Text segment
Beware! Having frozen food can also lead to coronavirus infection

Frozen food

Photo courtesy: butcherbox.com

Beijing/ Shanghai: Two cities in China have found traces of the new coronavirus in cargoes of imported frozen food, local authorities said Thursday. However, the World Health Organisation (WHO) downplayed the risk of the coronavirus virus entering the food chain.

A sample taken from the surface of frozen chicken wings imported into the southern city of Shenzhen from Brazil contained the virus. Samples of outer packaging of frozen Ecuadorian shrimp sold in the northwestern city of Xian also tested positive for the virus. This information was given by the local authorities.

Shenzhen authorities identified the chicken as originating from a plant owned by ‘Aurora’, Brazil’s third-largest poultry and pork exporter.

As confirmed COVID-19 cases continue to rise globally, the discoveries raise fresh concerns. The concerns are that the virus which causes the disease can spread on surfaces and enter the foodchain. A day earlier, officials started investigating whether the first COVID-19 cases in New Zealand in more than three months were imported by freight.

Viruses can survive up to two years at temperatures of minus 20 degrees Celsius. However, scientists and officials have asserted there is no strong evidence so far the coronavirus can spread via frozen food.

“People should not fear food, food packaging or delivery of food,” WHO Head of Emergencies programme Mike Ryan told a briefing.

The US Food and Drug Administration and Agriculture Department said in a joint statement ‘there is no evidence that people can contract COVID-19 from food or from food packaging’.

Brazil’s ‘Aurora’, said it had not been formally notified by the Chinese authorities of the alleged contamination. The company said it takes all possible measures to prevent the spread of the coronavirus. “There is no evidence coronavirus is spread through food,” Brazil’s agriculture ministry said. It also informed that it was seeking clarification from Chinese authorities.

Shenzhen’s health authorities traced and tested everyone who might have come into contact with potentially contaminated food products. Luckily all results were negative, the city’s notice said. “It is hard to say at which stage the frozen chicken got infected,” said a China-based official at a Brazilian meat exporter. The Shenzhen Epidemic Prevention and Control Headquarters said the public needed to take precautions to reduce infection risks from imported meat and seafood.

China is screening all meat and seafood containers coming into major ports in recent months. It however has suspended some meat imports from various places, including Brazil, since mid-June.

The first cluster of COVID-19 cases was linked to the Huanan seafood market in the Chinese city of Wuhan. Initial studies suggested the virus originated in animal products on sale at the market.

Li Fengqin, who heads a microbiology lab at the China National Centre for Food Safety Risk Assessment told reporters in June the possibility of contaminated frozen food causing new infections could not be ruled out.

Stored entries
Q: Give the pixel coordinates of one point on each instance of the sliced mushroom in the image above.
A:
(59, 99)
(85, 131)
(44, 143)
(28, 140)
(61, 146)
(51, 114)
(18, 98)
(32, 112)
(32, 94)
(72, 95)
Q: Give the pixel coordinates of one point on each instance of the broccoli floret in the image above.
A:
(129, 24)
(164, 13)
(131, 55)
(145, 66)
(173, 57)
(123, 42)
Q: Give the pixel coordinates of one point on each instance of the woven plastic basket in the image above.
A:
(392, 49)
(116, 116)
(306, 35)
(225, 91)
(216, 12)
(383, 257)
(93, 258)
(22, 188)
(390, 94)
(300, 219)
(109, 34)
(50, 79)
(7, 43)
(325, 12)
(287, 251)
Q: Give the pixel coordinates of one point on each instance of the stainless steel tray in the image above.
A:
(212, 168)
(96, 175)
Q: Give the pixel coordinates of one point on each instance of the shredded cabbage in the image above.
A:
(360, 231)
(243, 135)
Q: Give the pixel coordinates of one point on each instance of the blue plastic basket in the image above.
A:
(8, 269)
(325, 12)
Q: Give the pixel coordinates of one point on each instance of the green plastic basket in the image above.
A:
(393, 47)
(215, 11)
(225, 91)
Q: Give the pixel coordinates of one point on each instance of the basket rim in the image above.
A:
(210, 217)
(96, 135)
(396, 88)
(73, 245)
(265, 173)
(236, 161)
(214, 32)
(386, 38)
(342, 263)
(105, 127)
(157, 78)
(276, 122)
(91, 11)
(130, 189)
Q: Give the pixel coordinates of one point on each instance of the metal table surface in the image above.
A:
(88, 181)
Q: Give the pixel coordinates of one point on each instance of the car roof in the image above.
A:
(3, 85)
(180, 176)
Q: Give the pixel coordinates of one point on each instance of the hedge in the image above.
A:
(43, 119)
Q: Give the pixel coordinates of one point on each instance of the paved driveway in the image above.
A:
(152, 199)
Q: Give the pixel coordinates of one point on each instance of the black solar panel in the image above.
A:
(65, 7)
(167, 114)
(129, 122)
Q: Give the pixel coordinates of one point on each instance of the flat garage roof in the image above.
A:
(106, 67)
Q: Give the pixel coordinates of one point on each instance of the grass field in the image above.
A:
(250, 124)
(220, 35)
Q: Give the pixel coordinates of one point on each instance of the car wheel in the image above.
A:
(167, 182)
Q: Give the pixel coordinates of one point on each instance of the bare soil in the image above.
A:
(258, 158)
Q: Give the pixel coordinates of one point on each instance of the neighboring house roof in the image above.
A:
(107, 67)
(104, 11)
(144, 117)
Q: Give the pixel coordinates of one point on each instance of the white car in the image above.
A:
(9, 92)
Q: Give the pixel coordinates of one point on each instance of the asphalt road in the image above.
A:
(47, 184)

Work request
In the frozen food article, whose plant did Shenzhen authorities identify as the source of the chicken? These records come from a different source than the frozen food article.

Exercise solution
A plant owned by Aurora, Brazil's third-largest poultry and pork exporter.